GIVEN EXERCISE
Reproduce everything from the start of the data down to the line "column 171, row 226", changing "innermost point" to "center point" and keeping the rest unaltered.

MATERIAL FOR THIS EXERCISE
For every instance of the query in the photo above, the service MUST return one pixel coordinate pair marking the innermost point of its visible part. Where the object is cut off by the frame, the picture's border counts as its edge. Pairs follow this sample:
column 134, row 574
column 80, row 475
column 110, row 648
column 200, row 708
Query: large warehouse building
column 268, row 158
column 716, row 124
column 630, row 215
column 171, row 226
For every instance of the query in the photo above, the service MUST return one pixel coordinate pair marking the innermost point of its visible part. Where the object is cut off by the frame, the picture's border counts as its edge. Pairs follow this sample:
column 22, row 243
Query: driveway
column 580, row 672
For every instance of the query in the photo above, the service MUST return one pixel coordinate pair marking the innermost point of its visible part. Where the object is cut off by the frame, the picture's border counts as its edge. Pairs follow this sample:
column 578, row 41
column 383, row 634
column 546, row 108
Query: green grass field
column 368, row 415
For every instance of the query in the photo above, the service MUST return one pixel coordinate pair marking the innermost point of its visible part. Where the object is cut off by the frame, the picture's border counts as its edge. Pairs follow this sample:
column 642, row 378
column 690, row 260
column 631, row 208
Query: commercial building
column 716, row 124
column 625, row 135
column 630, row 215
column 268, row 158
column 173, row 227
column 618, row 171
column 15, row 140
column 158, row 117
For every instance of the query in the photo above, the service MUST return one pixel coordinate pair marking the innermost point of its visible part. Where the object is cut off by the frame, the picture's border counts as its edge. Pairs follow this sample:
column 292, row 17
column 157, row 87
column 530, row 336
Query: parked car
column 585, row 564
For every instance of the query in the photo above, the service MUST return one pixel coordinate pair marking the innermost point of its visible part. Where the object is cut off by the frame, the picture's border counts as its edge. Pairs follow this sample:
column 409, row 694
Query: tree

FULL RESPONSE
For every instance of the query in the photo above, the service MUST return one pixel coordinate pair marking the center point of its visible part. Where the object is cut off by the frame, the picture's border counts as its edge. Pairs follow this sample:
column 134, row 574
column 80, row 475
column 110, row 648
column 200, row 708
Query: large warehouse building
column 268, row 158
column 716, row 124
column 630, row 215
column 171, row 226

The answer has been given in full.